- **Given request**: Find "Can you find the blurred" in the material below, then copy that line and every subsequent line to the end, exactly.
====== Task data ======
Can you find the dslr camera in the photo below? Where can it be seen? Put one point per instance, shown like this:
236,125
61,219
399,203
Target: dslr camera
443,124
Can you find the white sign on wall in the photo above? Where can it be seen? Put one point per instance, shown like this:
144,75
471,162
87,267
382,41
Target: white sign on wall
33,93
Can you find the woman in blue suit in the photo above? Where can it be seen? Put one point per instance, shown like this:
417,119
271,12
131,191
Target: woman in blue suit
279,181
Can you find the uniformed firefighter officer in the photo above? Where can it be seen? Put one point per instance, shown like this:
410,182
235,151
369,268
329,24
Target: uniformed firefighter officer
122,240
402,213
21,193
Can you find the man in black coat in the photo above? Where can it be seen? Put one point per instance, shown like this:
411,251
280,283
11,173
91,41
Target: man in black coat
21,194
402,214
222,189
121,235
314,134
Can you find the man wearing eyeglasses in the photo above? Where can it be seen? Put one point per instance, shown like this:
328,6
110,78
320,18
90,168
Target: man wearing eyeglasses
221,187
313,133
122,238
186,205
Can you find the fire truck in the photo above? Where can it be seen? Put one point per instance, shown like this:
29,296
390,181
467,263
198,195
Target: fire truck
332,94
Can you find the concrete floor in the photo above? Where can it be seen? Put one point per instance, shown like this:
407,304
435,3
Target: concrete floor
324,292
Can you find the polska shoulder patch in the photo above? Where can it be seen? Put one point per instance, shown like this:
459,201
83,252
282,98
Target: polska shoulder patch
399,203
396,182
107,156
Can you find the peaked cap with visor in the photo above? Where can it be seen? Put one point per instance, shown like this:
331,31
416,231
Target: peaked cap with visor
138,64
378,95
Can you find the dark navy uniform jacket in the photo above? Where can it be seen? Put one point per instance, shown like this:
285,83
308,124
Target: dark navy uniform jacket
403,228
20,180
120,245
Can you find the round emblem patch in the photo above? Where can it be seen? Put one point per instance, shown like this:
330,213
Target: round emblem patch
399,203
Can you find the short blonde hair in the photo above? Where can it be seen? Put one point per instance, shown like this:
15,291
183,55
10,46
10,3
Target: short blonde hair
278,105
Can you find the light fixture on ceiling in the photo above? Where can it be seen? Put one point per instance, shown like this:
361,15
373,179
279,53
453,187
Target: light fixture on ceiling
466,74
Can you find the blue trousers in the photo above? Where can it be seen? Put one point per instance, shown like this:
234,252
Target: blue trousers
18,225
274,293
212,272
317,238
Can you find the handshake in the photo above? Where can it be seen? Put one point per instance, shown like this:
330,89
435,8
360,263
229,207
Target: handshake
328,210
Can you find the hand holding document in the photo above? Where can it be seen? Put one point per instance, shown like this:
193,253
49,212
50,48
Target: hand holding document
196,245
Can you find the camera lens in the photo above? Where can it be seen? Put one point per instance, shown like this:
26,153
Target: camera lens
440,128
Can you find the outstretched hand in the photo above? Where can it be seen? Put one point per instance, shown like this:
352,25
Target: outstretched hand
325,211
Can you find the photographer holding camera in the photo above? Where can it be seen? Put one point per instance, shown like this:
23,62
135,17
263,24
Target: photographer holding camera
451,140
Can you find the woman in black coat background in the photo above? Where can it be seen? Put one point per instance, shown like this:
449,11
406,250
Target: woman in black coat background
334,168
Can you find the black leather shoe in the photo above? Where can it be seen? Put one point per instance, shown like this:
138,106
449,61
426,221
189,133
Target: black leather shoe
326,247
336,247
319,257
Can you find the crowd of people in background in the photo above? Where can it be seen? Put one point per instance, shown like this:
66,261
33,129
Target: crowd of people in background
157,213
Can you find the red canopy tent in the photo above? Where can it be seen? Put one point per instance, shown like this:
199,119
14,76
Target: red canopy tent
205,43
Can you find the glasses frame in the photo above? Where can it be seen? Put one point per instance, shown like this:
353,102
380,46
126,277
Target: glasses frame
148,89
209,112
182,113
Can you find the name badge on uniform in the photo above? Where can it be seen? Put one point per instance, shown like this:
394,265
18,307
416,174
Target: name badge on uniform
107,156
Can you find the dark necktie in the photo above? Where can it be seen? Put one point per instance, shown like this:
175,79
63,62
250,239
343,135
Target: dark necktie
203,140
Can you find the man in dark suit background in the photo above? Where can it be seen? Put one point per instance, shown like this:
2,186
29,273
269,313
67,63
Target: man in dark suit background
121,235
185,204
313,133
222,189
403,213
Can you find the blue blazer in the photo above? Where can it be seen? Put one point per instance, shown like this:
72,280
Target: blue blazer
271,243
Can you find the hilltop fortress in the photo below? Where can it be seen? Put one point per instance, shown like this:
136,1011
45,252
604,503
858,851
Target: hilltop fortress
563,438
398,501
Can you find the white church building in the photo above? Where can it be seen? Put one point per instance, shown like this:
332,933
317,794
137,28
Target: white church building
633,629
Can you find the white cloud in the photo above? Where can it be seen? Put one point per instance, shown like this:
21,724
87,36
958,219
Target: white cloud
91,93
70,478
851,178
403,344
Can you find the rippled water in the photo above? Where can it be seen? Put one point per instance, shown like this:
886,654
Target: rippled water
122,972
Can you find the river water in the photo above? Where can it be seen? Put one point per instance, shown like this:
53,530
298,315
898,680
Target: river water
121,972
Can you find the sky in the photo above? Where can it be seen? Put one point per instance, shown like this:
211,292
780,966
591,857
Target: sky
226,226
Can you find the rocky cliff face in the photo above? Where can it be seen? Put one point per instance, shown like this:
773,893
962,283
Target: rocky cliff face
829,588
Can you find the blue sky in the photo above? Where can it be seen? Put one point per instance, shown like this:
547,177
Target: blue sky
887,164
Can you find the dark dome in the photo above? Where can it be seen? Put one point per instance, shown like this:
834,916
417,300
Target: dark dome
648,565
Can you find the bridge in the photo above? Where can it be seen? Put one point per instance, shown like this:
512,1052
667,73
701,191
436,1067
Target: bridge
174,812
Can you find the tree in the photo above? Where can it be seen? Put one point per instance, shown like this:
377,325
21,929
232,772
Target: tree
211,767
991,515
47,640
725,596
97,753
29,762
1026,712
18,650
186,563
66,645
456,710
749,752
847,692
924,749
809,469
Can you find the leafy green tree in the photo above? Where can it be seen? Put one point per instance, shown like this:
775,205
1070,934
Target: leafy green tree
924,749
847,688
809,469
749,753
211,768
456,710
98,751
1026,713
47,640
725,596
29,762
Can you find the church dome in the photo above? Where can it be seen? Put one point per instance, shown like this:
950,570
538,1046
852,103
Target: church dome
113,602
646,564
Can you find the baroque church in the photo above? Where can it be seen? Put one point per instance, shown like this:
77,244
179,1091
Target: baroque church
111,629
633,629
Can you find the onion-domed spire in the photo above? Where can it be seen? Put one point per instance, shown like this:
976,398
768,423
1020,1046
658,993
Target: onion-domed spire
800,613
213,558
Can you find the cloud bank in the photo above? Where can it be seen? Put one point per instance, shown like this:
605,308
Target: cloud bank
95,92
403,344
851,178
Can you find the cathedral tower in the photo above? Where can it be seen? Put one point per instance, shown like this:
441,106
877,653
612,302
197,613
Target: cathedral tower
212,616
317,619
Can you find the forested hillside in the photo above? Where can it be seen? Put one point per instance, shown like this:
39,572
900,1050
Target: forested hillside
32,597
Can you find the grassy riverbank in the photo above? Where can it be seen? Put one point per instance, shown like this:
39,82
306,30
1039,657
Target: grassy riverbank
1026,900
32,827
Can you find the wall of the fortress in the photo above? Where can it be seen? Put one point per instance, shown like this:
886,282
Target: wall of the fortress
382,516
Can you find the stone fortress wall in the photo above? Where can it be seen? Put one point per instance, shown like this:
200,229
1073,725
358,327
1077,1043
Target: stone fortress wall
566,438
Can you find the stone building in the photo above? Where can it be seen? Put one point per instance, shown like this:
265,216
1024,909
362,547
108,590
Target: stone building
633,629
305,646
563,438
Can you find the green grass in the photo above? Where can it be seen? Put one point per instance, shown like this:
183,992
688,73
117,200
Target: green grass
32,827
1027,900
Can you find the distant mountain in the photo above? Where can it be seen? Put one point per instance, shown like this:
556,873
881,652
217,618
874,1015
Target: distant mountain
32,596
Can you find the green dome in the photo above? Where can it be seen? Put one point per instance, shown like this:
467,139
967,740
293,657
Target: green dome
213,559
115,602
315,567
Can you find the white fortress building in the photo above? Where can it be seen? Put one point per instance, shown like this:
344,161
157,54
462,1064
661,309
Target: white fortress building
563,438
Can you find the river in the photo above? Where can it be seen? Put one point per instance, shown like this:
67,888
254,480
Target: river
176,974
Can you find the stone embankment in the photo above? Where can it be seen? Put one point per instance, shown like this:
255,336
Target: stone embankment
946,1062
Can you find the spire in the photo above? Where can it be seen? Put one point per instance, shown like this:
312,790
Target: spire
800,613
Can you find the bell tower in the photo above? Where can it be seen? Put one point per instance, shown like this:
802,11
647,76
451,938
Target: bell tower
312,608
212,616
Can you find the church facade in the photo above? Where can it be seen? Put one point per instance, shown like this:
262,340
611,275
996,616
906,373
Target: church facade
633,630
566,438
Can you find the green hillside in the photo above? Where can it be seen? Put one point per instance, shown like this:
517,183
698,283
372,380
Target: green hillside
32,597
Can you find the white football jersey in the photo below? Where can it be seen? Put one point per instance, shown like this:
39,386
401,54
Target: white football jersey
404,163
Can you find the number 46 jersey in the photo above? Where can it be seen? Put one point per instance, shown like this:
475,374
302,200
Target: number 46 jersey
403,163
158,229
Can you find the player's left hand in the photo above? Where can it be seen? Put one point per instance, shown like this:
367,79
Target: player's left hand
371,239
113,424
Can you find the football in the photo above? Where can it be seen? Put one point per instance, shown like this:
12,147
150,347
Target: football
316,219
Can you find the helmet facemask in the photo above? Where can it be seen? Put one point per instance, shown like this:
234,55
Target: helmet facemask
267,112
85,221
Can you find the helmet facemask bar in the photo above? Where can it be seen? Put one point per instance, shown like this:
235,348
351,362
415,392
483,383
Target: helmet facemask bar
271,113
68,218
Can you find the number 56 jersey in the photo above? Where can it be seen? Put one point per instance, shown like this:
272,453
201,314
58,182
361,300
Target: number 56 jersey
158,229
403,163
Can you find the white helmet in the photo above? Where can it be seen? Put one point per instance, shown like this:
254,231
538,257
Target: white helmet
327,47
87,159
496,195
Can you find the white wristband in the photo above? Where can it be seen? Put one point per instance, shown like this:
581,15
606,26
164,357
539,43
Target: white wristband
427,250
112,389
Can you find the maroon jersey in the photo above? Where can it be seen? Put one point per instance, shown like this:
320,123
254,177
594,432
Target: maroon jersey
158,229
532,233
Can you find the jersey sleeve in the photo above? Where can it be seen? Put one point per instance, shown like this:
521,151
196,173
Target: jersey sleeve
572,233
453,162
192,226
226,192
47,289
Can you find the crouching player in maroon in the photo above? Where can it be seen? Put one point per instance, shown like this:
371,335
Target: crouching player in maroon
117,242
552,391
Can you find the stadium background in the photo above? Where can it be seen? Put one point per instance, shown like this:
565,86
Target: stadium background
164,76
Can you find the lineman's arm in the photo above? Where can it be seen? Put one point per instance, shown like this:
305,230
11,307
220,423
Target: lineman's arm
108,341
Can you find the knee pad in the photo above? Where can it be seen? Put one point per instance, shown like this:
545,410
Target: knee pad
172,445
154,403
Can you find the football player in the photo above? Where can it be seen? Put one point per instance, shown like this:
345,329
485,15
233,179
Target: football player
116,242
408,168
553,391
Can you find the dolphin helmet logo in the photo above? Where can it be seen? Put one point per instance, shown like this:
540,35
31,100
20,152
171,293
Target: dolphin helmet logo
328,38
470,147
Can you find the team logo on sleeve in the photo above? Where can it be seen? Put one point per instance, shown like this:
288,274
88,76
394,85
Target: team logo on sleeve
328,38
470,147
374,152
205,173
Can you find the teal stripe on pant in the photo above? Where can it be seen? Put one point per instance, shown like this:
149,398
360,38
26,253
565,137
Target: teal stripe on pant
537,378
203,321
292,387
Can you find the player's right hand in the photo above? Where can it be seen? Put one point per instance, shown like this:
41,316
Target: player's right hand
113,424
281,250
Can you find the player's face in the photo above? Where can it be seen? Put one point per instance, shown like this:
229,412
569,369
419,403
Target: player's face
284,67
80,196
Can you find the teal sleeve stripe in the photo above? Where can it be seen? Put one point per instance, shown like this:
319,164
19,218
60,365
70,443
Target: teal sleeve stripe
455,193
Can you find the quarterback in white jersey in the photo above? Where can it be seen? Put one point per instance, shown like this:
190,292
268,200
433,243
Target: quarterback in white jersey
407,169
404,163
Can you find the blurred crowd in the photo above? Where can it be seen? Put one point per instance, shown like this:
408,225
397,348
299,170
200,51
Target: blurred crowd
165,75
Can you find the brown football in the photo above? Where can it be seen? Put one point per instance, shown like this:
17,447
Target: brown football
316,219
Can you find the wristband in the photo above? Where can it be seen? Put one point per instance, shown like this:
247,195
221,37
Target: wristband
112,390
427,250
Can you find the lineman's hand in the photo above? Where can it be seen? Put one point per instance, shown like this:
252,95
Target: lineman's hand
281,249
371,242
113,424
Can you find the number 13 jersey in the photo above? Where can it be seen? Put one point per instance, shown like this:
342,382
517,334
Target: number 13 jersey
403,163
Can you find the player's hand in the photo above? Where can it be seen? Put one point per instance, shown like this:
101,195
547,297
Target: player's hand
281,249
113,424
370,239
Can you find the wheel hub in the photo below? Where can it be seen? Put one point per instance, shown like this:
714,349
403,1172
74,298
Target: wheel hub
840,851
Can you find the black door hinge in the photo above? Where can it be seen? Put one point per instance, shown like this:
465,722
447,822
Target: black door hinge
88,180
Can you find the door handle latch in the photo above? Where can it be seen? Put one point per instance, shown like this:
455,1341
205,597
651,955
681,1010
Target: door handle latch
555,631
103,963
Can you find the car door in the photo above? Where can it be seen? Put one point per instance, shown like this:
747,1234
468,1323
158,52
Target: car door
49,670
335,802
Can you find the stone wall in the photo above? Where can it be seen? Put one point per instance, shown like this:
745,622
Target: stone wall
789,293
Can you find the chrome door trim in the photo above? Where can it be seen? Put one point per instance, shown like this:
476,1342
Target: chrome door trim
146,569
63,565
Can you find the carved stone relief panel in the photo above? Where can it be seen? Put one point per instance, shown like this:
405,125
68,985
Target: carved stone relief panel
======
- **Solved exercise**:
Can you find the blurred crowd in the photo above? Where can it be seen? Put one point per instance, shown like this:
408,225
397,348
299,170
200,51
Target: blurred crowd
165,75
Can you find the brown football in the photo above? Where can it be seen? Put one point per instance, shown like this:
17,447
Target: brown football
316,219
Can you find the wristband in the photo above? Where can it be seen? Put one point per instance, shown like this:
247,195
221,37
Target: wristband
112,390
427,250
Can you find the lineman's hand in the photo above? Where can it be seen? Put one point per instance, shown like this:
252,95
Target: lineman's hand
281,249
371,242
113,424
Can you find the number 13 jersey in the photo above? Where can it be seen? Put one point per instance, shown like this:
342,382
517,334
Target: number 13 jersey
403,163
Can you find the player's hand in the photo above? Where can it be seen? Put one point per instance, shown like this:
101,195
547,297
Target: player's hand
281,249
113,424
370,239
Can you find the wheel hub in the photo below? Where can it be seen? Put one point per instance, shown like this:
714,349
403,1172
74,298
Target: wheel hub
840,851
Can you find the black door hinge in the photo above? Where can it be seen? Put one point per instance, shown like this:
465,722
447,822
Target: black door hinge
88,180
Can you find the door handle latch in the photo above? Where can it be seen? Put one point per instance, shown like this:
455,1341
205,597
651,955
681,1010
Target: door handle latch
555,631
103,963
Can you find the car door in the photo above? Where can it be seen? Put one point per instance, shown like this:
747,1234
468,1323
158,52
Target: car door
49,670
335,802
Can you find the stone wall in the photo above? Where can it be seen? Put one point per instance, shown like this:
745,622
Target: stone wall
789,293
Can you find the chrome door trim in the photo above? Where can it be seen? Put one point per instance, shown like this:
476,1342
Target: chrome door trim
146,569
63,565
Can you find the carved stone relief panel in the photo above? Where can it be seen? Put one point per instance, shown like this:
405,125
68,985
Target: carved stone relief panel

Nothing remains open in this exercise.